▸ **Requirement**
Please convert everything from the line containing "contain any exposed" down to the line containing "121;257;626;417" in the listing below into a numbered list, leaving out any blank lines.

▸ **Records for the task**
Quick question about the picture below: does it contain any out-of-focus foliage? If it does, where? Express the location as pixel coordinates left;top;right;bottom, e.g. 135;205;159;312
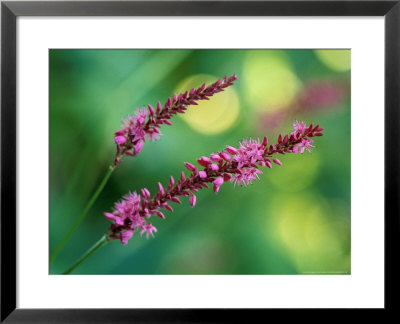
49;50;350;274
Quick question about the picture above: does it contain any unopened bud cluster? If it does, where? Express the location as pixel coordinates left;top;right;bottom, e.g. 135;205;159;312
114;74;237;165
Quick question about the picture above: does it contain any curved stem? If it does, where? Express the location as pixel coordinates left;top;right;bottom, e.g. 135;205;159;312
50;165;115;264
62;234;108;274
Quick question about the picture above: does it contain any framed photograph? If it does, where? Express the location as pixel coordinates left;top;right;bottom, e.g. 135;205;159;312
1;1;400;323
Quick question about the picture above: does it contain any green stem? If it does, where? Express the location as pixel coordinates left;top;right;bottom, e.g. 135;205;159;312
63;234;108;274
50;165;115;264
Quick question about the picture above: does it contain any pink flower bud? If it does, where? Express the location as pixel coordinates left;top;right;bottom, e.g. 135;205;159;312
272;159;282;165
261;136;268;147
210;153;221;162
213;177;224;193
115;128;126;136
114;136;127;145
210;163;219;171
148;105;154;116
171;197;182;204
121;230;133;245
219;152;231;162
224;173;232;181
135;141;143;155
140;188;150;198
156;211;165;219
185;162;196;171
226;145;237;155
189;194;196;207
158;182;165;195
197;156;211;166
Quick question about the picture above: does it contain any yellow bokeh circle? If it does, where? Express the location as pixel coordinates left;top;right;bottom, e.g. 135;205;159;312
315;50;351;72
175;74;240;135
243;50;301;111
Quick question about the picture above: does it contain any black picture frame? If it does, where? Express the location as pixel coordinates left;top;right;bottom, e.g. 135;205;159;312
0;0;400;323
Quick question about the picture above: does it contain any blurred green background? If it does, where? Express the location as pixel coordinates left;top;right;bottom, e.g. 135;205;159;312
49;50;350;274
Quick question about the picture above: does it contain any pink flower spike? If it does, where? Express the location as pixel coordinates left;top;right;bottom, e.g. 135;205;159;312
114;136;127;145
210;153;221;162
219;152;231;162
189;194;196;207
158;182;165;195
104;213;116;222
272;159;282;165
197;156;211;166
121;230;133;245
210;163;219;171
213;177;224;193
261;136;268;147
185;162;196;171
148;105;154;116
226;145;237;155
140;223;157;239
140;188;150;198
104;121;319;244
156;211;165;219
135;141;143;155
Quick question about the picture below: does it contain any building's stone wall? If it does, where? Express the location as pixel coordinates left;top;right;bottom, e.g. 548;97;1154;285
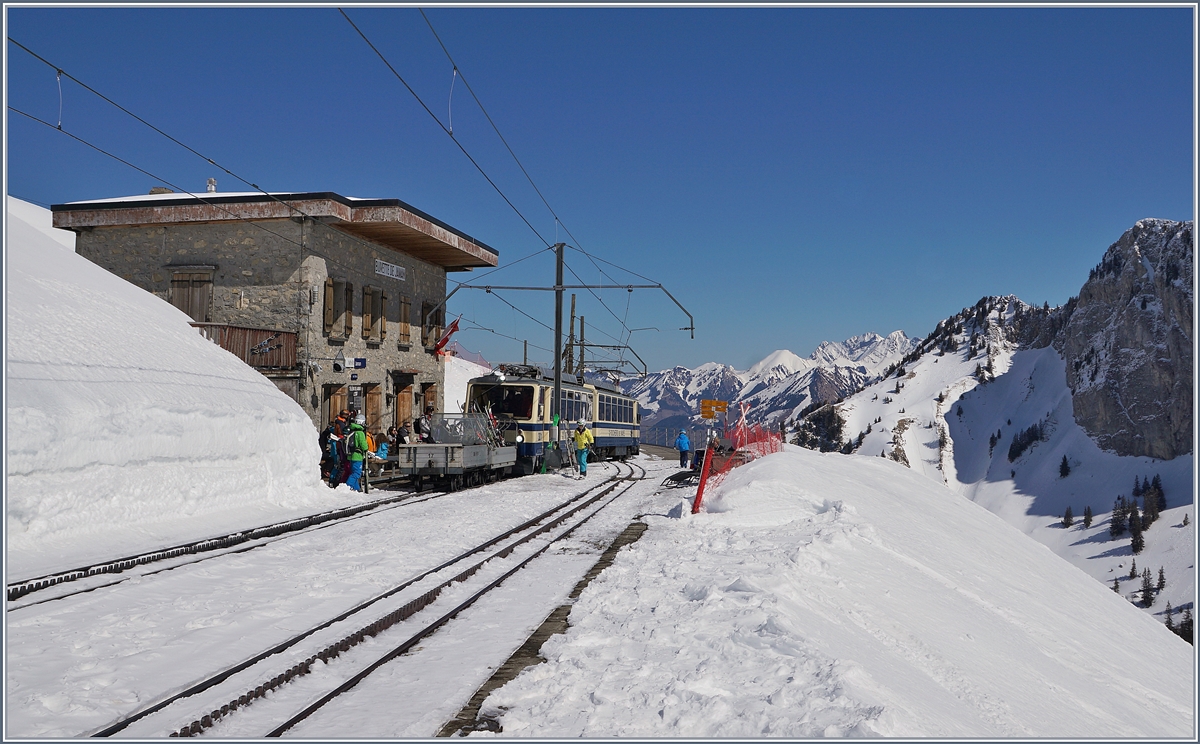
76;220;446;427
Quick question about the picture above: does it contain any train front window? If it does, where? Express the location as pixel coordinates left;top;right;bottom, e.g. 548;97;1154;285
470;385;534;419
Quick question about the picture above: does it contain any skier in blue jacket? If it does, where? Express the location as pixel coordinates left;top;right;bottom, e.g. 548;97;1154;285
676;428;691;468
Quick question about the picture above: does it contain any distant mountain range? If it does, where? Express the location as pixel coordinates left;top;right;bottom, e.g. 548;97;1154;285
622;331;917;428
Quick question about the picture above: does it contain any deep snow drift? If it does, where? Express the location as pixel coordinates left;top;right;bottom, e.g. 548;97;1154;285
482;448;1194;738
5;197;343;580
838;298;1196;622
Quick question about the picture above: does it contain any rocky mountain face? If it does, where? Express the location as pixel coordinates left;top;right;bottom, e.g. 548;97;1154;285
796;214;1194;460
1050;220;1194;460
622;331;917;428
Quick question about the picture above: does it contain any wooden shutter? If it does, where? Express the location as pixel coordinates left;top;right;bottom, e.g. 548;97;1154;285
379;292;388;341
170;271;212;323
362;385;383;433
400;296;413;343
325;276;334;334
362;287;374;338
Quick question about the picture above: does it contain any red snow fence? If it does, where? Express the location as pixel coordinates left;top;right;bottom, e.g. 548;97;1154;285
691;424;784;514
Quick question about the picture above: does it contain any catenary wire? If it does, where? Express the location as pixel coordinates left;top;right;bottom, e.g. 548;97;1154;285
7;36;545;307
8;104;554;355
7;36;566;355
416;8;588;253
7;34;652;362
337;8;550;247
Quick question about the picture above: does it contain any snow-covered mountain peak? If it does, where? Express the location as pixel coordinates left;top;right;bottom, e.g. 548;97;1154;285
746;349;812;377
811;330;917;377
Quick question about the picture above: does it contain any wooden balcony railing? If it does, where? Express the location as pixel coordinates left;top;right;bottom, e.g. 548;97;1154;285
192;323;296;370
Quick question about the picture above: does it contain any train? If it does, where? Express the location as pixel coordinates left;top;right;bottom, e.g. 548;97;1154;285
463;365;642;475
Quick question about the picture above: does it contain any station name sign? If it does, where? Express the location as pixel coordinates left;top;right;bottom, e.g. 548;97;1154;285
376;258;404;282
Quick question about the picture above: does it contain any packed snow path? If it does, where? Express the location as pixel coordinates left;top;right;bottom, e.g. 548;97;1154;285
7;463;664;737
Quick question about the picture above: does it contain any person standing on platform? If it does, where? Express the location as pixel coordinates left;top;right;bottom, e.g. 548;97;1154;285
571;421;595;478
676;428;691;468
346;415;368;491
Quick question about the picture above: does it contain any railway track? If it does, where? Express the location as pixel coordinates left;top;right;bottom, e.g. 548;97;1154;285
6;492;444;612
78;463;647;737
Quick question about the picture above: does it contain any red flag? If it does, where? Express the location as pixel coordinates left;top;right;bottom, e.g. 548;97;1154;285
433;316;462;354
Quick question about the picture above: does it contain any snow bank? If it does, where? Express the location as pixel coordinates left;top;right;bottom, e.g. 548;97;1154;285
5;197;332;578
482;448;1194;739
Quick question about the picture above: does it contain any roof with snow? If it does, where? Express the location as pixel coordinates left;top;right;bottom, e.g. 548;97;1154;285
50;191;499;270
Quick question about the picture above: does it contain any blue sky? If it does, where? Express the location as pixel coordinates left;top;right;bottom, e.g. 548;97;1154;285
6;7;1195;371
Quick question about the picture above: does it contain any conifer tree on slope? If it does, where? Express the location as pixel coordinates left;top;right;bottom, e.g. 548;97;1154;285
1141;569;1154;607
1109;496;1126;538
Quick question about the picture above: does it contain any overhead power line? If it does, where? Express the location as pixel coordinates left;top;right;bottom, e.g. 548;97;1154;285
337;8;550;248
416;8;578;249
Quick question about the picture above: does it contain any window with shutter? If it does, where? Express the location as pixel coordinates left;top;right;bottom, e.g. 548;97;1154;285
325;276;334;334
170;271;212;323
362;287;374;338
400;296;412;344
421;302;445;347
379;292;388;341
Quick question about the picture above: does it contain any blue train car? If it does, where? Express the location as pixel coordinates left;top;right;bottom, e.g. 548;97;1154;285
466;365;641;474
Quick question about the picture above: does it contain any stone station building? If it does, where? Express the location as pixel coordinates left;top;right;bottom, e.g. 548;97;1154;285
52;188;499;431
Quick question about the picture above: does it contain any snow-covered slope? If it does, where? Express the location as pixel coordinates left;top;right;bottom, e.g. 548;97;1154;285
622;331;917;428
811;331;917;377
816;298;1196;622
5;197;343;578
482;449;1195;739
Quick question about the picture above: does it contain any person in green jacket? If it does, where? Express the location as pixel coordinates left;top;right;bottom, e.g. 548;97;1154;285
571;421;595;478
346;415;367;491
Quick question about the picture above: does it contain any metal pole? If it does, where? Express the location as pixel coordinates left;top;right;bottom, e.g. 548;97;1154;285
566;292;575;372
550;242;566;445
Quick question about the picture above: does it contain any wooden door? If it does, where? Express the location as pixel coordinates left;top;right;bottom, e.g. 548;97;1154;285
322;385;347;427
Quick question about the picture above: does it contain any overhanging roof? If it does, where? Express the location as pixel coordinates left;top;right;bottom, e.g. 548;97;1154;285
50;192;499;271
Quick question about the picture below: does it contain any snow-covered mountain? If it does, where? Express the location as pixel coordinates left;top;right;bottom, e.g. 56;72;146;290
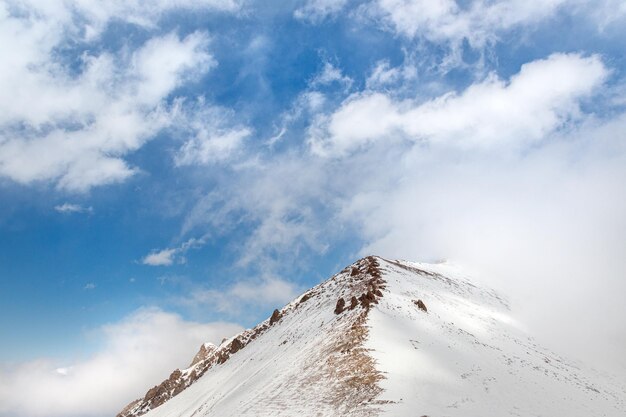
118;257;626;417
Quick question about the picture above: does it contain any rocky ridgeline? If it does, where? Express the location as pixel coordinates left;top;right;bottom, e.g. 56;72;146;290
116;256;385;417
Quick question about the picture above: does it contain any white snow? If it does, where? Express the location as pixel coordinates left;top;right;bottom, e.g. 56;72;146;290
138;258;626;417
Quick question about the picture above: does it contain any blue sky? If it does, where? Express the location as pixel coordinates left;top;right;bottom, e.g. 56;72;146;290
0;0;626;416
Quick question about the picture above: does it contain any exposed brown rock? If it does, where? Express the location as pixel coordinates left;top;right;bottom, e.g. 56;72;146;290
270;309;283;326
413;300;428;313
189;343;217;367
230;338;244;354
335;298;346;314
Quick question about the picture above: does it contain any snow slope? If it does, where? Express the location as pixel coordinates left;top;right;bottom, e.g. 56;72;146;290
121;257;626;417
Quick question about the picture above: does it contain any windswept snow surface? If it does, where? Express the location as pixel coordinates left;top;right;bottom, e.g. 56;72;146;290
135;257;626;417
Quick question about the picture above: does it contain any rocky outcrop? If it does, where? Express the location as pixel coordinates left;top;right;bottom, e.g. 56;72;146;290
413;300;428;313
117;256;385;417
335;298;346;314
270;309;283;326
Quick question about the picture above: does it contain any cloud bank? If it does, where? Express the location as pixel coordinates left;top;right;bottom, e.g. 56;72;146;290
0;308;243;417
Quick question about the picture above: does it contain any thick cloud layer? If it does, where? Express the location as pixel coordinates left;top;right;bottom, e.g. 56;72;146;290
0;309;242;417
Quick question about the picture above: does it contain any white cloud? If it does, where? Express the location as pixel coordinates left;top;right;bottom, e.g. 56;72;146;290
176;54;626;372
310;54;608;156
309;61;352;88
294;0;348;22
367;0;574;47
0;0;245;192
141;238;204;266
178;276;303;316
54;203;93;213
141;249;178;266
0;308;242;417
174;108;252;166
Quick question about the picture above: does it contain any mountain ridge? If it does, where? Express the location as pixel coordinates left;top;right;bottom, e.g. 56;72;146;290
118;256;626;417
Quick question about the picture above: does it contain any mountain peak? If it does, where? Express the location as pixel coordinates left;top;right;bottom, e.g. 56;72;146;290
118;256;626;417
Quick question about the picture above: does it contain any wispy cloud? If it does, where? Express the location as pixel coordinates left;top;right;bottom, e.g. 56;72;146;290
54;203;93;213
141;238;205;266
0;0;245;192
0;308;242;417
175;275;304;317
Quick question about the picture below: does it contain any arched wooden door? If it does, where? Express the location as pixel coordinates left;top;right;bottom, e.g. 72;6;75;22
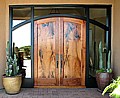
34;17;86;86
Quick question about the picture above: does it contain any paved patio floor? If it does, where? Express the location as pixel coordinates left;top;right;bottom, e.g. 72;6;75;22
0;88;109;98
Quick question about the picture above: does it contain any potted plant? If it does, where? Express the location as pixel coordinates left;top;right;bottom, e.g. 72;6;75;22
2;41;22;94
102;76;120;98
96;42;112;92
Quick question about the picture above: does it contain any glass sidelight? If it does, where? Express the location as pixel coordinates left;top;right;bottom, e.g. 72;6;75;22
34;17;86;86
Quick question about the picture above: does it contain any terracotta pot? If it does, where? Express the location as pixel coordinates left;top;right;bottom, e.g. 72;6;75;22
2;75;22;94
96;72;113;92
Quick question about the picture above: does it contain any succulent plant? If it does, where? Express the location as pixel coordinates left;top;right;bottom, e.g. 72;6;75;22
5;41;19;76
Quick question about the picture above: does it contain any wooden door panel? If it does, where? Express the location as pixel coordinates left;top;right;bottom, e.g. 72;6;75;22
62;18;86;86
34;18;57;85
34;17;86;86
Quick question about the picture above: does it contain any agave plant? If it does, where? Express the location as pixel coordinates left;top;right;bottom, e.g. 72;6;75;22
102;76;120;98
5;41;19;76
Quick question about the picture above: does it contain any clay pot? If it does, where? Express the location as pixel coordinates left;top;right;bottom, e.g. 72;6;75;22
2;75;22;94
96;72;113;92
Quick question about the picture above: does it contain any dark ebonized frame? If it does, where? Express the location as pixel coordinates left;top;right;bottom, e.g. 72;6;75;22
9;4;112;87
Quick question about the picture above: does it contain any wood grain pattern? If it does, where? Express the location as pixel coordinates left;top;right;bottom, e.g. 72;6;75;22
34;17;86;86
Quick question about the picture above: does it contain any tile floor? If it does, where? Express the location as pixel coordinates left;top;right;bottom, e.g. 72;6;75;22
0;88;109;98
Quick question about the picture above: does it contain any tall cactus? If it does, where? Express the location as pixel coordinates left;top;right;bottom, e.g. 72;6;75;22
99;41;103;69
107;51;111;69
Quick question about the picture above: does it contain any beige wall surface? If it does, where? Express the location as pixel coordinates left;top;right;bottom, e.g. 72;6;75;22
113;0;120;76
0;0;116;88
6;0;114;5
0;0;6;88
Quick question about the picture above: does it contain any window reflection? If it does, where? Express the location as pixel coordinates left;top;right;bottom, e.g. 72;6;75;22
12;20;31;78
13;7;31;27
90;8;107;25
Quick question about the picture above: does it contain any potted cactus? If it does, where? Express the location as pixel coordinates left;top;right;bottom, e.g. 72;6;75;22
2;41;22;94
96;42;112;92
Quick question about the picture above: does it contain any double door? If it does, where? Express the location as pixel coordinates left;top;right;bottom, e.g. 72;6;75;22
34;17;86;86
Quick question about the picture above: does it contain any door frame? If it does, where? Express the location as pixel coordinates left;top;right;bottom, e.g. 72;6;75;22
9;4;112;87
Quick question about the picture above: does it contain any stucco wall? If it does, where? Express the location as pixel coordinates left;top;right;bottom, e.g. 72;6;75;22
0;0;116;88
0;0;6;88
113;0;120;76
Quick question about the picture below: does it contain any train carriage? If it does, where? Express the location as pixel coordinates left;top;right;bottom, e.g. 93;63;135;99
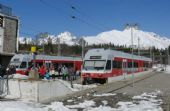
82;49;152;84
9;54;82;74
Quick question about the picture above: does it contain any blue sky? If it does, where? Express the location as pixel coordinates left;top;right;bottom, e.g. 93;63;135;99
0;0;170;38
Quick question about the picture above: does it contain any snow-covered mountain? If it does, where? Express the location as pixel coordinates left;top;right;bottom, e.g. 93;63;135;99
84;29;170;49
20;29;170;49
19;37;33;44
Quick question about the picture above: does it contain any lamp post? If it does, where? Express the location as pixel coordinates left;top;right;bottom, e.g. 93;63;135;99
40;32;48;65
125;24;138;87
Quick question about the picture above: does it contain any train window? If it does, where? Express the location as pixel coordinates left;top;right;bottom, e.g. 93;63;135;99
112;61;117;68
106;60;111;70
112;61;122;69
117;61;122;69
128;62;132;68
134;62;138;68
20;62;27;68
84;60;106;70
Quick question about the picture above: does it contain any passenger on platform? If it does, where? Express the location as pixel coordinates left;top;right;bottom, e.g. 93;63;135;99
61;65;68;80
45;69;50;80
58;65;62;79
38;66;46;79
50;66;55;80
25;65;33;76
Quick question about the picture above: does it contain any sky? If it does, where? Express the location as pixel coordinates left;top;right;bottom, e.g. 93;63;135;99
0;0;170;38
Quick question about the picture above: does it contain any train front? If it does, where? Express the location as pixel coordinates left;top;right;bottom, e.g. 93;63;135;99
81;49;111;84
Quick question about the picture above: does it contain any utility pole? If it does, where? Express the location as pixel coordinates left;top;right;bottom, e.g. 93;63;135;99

▸ **Completed exercise**
1. Quick question about the picture above: does it contain any exposed brown rock? If it does, where? Express the location as pixel coordinates left;top;right;bottom, e.g. 56;72;146;290
2. 270;309;283;326
3. 413;300;428;313
4. 189;343;217;367
5. 230;338;244;354
6. 335;298;346;314
7. Quick question about the picture above: does it contain any snow slope? If it does, where? Express the location as pixel coordinates left;top;right;bottom, e.g. 56;72;146;290
8. 121;257;626;417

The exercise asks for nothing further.